● Description of the task
Could you reproduce every entry as it stands, leaving the pictures behind?

● Records from a data source
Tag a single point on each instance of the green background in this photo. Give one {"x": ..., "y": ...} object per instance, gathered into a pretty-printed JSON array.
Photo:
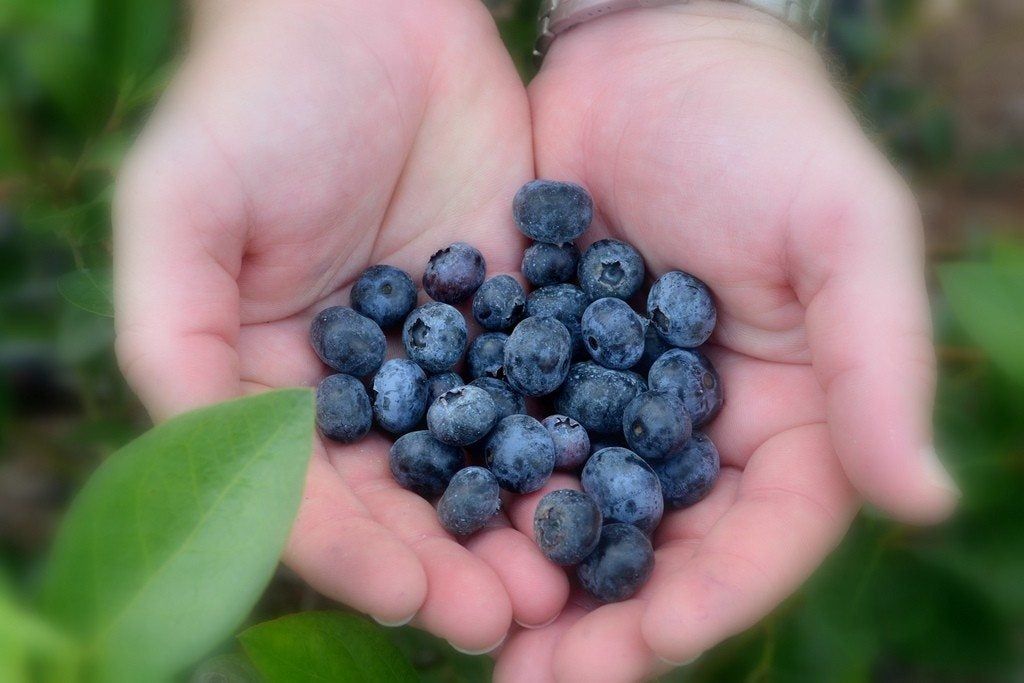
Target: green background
[{"x": 937, "y": 83}]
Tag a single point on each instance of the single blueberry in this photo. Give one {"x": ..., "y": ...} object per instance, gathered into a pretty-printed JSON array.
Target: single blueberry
[
  {"x": 384, "y": 294},
  {"x": 399, "y": 395},
  {"x": 689, "y": 374},
  {"x": 620, "y": 566},
  {"x": 596, "y": 396},
  {"x": 454, "y": 273},
  {"x": 566, "y": 525},
  {"x": 538, "y": 354},
  {"x": 424, "y": 465},
  {"x": 562, "y": 302},
  {"x": 552, "y": 211},
  {"x": 343, "y": 412},
  {"x": 500, "y": 303},
  {"x": 688, "y": 475},
  {"x": 486, "y": 355},
  {"x": 462, "y": 416},
  {"x": 545, "y": 263},
  {"x": 434, "y": 336},
  {"x": 681, "y": 309},
  {"x": 625, "y": 487},
  {"x": 655, "y": 424},
  {"x": 570, "y": 439},
  {"x": 347, "y": 342},
  {"x": 520, "y": 454},
  {"x": 610, "y": 268},
  {"x": 612, "y": 333},
  {"x": 469, "y": 502}
]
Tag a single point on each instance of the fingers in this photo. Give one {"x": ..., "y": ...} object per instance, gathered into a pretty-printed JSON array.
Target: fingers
[{"x": 793, "y": 506}]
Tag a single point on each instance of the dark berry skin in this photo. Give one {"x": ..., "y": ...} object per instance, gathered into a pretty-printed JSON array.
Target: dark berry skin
[
  {"x": 566, "y": 526},
  {"x": 462, "y": 416},
  {"x": 424, "y": 465},
  {"x": 620, "y": 566},
  {"x": 343, "y": 411},
  {"x": 612, "y": 333},
  {"x": 596, "y": 396},
  {"x": 610, "y": 268},
  {"x": 434, "y": 336},
  {"x": 399, "y": 395},
  {"x": 486, "y": 355},
  {"x": 655, "y": 425},
  {"x": 454, "y": 273},
  {"x": 520, "y": 454},
  {"x": 545, "y": 263},
  {"x": 500, "y": 303},
  {"x": 688, "y": 475},
  {"x": 562, "y": 302},
  {"x": 570, "y": 439},
  {"x": 538, "y": 354},
  {"x": 625, "y": 486},
  {"x": 469, "y": 502},
  {"x": 348, "y": 342},
  {"x": 438, "y": 384},
  {"x": 681, "y": 309},
  {"x": 690, "y": 376},
  {"x": 384, "y": 294},
  {"x": 552, "y": 211}
]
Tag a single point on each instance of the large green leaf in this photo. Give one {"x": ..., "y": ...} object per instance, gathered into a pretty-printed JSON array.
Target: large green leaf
[
  {"x": 325, "y": 646},
  {"x": 988, "y": 300},
  {"x": 174, "y": 538}
]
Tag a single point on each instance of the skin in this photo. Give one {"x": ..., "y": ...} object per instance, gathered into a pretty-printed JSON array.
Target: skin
[{"x": 303, "y": 141}]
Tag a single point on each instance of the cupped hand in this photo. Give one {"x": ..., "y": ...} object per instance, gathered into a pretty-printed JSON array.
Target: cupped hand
[
  {"x": 712, "y": 139},
  {"x": 301, "y": 142}
]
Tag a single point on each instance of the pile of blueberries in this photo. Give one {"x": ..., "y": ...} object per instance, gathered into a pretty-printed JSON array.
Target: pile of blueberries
[{"x": 624, "y": 391}]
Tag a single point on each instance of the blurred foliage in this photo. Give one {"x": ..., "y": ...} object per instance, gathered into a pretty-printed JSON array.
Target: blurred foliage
[{"x": 77, "y": 77}]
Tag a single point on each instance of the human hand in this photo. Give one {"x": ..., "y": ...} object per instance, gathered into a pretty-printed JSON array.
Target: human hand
[
  {"x": 301, "y": 142},
  {"x": 711, "y": 138}
]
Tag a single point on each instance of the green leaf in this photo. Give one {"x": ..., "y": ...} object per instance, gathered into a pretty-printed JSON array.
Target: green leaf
[
  {"x": 324, "y": 646},
  {"x": 173, "y": 539},
  {"x": 987, "y": 300},
  {"x": 89, "y": 289}
]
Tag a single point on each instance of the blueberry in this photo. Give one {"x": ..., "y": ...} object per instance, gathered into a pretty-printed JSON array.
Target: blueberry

● Written response
Tag a single point on each instance of the green background in this photo. Give one {"x": ..., "y": ...} object per instance, gathered into a pretty-printed JSON array.
Photo:
Target: green background
[{"x": 937, "y": 83}]
Tag a single point on each instance of the single blueberry in this photo. Give one {"x": ..., "y": ...} object per instance, gathered into a pretty-printed JSON array.
Target: single blueberry
[
  {"x": 384, "y": 294},
  {"x": 399, "y": 395},
  {"x": 689, "y": 374},
  {"x": 620, "y": 566},
  {"x": 596, "y": 396},
  {"x": 454, "y": 273},
  {"x": 566, "y": 525},
  {"x": 538, "y": 354},
  {"x": 424, "y": 465},
  {"x": 562, "y": 302},
  {"x": 552, "y": 211},
  {"x": 343, "y": 412},
  {"x": 500, "y": 303},
  {"x": 688, "y": 475},
  {"x": 486, "y": 355},
  {"x": 462, "y": 416},
  {"x": 545, "y": 263},
  {"x": 434, "y": 336},
  {"x": 681, "y": 309},
  {"x": 625, "y": 487},
  {"x": 655, "y": 424},
  {"x": 570, "y": 439},
  {"x": 347, "y": 342},
  {"x": 520, "y": 454},
  {"x": 610, "y": 268},
  {"x": 612, "y": 333},
  {"x": 469, "y": 502}
]
Tag a single point on each instance of the fingers in this photo. Give one {"x": ..., "y": ...} object per instance, gathered into a pretty-printed JSON array.
Target: fingers
[{"x": 793, "y": 506}]
Tag a single point on each instance of the dark berry skin in this photo. Give one {"x": ..., "y": ...} object per instance, gathered into a pretty-printed JSON array.
Target: dark berry skin
[
  {"x": 566, "y": 526},
  {"x": 462, "y": 416},
  {"x": 424, "y": 465},
  {"x": 620, "y": 566},
  {"x": 343, "y": 411},
  {"x": 612, "y": 333},
  {"x": 596, "y": 396},
  {"x": 610, "y": 268},
  {"x": 434, "y": 336},
  {"x": 399, "y": 395},
  {"x": 486, "y": 355},
  {"x": 655, "y": 425},
  {"x": 454, "y": 273},
  {"x": 520, "y": 454},
  {"x": 545, "y": 263},
  {"x": 500, "y": 303},
  {"x": 688, "y": 475},
  {"x": 562, "y": 302},
  {"x": 570, "y": 439},
  {"x": 538, "y": 354},
  {"x": 625, "y": 486},
  {"x": 469, "y": 502},
  {"x": 348, "y": 342},
  {"x": 438, "y": 384},
  {"x": 681, "y": 309},
  {"x": 690, "y": 376},
  {"x": 384, "y": 294},
  {"x": 552, "y": 211}
]
Tag a single point on each instance of the large green leaf in this photo. Give one {"x": ..., "y": ...} object per instance, gathered into a pretty-printed JSON array.
Target: large green leaf
[
  {"x": 325, "y": 646},
  {"x": 988, "y": 300},
  {"x": 174, "y": 538}
]
Tag a single point on each instance of the skin in this photo. Give one {"x": ..., "y": ...} object per instance, gathered into a pretty-printed JSON array.
Target: skin
[{"x": 303, "y": 141}]
Tag a single point on each instance of the cupped hand in this photo. Give one {"x": ..., "y": ...} object per instance, gathered into a pretty-printed JSON array.
Target: cupped hand
[
  {"x": 712, "y": 139},
  {"x": 301, "y": 142}
]
Tag a single point on each instance of the pile of blueberries in this photo. Give one {"x": ..., "y": ...} object per instance, gathered into a pretty-printed JSON array.
Target: pile of blueberries
[{"x": 624, "y": 391}]
Tag a single point on each instance of the blurred foliage in this photo. Give one {"x": ..., "y": ...} object per instance, gathered into a pretty-printed JSON array.
Target: blurred foliage
[{"x": 77, "y": 77}]
Tag a single point on each instance of the human hand in this photo. Give one {"x": ..., "y": ...} object per instance, gathered into a pretty-printed JSON array.
Target: human hand
[
  {"x": 301, "y": 142},
  {"x": 711, "y": 138}
]
Tag a single point on each instance of the green leaf in this photo. Give one {"x": ..., "y": ...} object per instance, gathered into a pretty-printed JSON array.
Target: green leaf
[
  {"x": 324, "y": 646},
  {"x": 173, "y": 539},
  {"x": 987, "y": 300},
  {"x": 89, "y": 289}
]
Tag a single point on each instance of the blueberry in this photo. Give one {"x": ..., "y": ...} object per instance, gathered into a pretty-printed JSON array.
Target: blueberry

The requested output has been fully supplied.